═════ DATA FOR THIS EXERCISE

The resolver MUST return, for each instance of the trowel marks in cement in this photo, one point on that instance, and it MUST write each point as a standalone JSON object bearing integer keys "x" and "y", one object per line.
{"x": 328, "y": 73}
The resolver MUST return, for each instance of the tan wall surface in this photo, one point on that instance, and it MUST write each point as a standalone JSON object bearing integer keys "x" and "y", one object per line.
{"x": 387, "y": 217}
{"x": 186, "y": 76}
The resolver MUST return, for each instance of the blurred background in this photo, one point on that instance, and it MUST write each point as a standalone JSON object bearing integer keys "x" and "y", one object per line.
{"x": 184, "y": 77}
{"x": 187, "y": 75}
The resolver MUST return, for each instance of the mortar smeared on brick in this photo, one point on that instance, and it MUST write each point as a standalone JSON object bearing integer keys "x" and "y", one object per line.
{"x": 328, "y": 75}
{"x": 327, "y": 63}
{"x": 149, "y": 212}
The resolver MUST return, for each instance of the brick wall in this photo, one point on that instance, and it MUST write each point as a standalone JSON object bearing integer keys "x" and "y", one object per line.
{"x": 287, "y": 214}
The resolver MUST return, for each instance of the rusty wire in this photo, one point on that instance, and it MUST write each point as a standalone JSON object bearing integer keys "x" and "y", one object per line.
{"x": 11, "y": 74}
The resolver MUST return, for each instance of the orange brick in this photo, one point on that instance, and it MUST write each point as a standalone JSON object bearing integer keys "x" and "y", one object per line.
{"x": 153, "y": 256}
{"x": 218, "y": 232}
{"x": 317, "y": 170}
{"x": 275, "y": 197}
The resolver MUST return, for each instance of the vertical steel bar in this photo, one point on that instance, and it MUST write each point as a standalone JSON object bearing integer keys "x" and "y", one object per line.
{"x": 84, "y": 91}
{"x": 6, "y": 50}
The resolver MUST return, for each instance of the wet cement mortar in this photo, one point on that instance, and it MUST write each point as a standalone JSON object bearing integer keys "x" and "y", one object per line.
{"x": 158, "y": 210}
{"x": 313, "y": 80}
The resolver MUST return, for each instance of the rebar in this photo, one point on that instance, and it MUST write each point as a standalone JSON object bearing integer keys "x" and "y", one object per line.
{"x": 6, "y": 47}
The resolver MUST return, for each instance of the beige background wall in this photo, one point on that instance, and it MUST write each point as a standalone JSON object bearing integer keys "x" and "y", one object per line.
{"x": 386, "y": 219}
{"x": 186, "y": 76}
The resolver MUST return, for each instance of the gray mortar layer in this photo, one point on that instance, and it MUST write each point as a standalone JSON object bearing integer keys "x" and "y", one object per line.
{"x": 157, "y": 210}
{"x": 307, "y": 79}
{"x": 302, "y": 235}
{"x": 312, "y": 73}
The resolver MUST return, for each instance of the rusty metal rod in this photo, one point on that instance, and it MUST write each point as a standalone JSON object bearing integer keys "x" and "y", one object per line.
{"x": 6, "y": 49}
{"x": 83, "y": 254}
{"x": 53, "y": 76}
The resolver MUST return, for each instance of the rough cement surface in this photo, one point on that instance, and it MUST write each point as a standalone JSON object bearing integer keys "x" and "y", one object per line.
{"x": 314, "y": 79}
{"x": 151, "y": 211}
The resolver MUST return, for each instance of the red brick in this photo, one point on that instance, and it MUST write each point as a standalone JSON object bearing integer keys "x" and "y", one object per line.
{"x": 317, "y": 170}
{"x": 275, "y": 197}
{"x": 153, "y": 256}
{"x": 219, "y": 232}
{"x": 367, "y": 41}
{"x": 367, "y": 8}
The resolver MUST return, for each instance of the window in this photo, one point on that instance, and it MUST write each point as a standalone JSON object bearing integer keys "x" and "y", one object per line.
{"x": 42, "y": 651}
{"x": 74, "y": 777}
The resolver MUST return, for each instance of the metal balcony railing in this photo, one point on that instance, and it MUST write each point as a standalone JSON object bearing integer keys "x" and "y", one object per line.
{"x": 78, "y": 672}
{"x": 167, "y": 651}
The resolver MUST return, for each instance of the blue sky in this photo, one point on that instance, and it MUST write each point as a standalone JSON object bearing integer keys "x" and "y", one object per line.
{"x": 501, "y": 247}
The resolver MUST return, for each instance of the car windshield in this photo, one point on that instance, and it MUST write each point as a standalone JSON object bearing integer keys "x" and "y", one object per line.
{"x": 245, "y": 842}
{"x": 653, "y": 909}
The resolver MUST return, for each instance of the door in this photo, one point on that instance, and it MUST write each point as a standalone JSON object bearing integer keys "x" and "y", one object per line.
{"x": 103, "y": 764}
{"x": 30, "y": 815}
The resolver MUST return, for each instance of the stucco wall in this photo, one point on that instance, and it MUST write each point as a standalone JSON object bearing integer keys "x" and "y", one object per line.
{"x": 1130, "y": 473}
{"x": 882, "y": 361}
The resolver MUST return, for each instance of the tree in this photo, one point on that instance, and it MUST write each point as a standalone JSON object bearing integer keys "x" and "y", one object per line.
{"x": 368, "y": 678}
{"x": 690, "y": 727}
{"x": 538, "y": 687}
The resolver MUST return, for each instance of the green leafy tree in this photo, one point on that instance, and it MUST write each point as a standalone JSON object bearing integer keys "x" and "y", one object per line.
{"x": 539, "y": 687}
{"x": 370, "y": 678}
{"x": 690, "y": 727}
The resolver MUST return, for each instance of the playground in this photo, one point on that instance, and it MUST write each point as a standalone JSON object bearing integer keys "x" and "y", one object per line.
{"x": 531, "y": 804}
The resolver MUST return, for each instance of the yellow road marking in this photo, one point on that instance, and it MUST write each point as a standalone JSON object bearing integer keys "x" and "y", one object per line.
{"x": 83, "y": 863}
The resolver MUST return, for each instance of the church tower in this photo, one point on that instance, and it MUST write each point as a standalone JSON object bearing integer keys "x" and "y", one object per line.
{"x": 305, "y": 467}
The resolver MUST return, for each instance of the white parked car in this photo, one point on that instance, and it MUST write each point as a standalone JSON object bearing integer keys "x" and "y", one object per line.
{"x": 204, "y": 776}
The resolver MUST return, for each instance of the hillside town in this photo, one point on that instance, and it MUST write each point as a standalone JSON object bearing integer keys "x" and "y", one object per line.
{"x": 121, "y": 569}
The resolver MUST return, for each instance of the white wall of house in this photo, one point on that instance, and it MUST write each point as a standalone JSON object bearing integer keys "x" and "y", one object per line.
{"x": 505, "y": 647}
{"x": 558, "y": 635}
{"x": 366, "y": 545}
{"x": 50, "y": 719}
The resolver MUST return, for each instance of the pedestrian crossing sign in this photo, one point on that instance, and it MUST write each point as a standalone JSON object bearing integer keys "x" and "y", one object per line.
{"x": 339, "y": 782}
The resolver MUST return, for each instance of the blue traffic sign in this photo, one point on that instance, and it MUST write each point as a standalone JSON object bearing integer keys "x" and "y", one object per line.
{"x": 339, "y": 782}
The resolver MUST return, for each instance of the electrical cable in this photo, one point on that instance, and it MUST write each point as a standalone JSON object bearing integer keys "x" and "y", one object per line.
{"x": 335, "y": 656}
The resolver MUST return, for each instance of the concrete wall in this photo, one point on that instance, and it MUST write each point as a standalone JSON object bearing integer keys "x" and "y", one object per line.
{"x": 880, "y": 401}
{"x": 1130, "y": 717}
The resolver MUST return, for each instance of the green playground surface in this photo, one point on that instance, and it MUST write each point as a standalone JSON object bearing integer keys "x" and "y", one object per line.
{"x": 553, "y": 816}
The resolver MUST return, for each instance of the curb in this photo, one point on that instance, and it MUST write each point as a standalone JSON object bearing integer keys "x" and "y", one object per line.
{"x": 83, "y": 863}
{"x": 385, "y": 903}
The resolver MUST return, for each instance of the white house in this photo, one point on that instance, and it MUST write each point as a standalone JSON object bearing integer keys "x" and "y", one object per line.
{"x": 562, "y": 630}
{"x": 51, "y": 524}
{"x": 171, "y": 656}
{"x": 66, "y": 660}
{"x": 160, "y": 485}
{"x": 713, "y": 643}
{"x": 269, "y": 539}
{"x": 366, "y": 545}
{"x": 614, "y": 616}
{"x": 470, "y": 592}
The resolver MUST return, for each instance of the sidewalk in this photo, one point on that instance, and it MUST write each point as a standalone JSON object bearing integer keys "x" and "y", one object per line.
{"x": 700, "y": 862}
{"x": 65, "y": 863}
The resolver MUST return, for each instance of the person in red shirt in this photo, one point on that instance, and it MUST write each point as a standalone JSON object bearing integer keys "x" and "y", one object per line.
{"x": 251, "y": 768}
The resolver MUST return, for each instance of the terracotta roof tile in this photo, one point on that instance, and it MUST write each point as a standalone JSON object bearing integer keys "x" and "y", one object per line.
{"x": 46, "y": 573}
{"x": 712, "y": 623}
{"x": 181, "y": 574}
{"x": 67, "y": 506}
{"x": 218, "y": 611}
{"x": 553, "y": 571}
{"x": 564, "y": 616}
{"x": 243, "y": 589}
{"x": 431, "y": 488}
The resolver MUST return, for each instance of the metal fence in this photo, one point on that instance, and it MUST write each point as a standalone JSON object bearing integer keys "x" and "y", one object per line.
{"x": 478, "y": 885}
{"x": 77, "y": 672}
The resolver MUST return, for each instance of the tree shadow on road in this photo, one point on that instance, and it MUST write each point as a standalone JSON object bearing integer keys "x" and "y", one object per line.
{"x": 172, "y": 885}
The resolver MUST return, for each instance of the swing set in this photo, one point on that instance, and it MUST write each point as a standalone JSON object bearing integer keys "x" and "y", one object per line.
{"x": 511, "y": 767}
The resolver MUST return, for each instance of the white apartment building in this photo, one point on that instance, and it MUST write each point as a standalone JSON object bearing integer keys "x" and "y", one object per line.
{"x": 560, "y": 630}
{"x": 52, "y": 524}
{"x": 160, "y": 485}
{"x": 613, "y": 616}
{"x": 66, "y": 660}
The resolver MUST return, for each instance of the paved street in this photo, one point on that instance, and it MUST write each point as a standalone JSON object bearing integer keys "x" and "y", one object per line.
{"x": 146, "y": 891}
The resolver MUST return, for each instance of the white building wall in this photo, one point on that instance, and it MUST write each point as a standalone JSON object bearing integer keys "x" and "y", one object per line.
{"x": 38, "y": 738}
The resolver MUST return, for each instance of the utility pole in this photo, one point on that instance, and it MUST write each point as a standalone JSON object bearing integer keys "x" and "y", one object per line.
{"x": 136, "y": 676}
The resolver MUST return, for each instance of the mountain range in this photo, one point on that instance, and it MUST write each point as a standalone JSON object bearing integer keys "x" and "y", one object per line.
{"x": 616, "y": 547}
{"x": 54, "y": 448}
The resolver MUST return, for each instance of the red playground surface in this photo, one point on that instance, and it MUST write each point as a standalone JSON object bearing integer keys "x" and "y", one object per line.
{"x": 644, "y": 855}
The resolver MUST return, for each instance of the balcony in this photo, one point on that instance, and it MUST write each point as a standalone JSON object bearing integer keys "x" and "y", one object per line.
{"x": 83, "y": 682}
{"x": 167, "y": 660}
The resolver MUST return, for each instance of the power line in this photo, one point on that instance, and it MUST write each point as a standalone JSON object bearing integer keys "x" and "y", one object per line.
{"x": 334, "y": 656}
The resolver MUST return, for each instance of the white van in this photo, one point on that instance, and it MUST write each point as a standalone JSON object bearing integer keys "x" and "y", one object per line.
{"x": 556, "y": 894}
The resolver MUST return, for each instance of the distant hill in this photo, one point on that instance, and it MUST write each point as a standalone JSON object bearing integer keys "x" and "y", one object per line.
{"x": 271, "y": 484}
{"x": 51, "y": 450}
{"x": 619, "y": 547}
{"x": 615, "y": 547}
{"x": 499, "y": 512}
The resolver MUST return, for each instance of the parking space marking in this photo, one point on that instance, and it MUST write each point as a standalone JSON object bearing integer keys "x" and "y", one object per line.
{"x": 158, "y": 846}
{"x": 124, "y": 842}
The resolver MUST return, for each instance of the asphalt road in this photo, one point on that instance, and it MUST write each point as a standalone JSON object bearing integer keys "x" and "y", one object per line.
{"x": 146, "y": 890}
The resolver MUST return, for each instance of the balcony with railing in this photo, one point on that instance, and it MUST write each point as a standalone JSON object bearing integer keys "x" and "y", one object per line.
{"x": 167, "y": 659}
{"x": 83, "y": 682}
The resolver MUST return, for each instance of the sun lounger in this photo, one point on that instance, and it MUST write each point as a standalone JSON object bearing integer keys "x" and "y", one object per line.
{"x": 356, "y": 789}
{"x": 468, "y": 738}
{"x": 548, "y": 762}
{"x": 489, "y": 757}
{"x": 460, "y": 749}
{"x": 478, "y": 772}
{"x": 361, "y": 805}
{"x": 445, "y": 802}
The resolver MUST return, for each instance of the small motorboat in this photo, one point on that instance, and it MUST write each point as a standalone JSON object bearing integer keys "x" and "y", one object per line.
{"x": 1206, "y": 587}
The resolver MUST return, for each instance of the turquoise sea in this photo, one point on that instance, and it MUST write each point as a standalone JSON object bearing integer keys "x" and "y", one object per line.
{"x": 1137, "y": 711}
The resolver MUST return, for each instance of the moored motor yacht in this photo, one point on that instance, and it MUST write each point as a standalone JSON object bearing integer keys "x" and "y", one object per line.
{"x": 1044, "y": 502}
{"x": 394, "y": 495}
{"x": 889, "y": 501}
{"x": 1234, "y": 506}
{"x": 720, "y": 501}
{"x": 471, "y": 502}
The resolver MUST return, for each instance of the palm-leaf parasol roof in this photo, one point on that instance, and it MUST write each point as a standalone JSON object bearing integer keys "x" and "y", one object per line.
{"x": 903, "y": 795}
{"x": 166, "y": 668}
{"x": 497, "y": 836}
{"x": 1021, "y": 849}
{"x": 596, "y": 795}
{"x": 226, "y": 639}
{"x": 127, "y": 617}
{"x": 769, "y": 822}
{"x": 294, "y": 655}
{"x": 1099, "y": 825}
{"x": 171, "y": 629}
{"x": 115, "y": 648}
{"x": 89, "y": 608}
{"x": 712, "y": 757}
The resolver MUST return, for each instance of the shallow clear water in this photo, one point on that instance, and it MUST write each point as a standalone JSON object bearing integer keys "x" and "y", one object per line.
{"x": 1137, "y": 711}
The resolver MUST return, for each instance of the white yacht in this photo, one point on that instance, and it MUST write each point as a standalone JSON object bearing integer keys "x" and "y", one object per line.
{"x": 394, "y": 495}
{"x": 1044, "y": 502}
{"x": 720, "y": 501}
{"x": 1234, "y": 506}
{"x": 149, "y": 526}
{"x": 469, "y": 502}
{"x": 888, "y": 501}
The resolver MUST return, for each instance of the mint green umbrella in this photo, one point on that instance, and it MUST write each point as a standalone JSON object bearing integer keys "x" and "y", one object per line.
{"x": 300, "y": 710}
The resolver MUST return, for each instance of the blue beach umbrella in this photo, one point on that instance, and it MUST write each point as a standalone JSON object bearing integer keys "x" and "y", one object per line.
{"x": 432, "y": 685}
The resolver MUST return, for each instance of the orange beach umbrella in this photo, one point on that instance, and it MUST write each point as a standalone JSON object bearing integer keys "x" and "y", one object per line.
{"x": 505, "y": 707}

══════════

- EXERCISE DESCRIPTION -
The lines from the one holding "The resolver MUST return, for each instance of the orange beach" to the end of the entries are to be repeated exactly, with both ends included and nothing else.

- FINISHED EXERCISE -
The resolver MUST return, for each instance of the orange beach umbrella in this photo, one point on that instance, and it MUST write each point as a standalone JSON object bearing integer keys "x" and "y", one object per line.
{"x": 505, "y": 707}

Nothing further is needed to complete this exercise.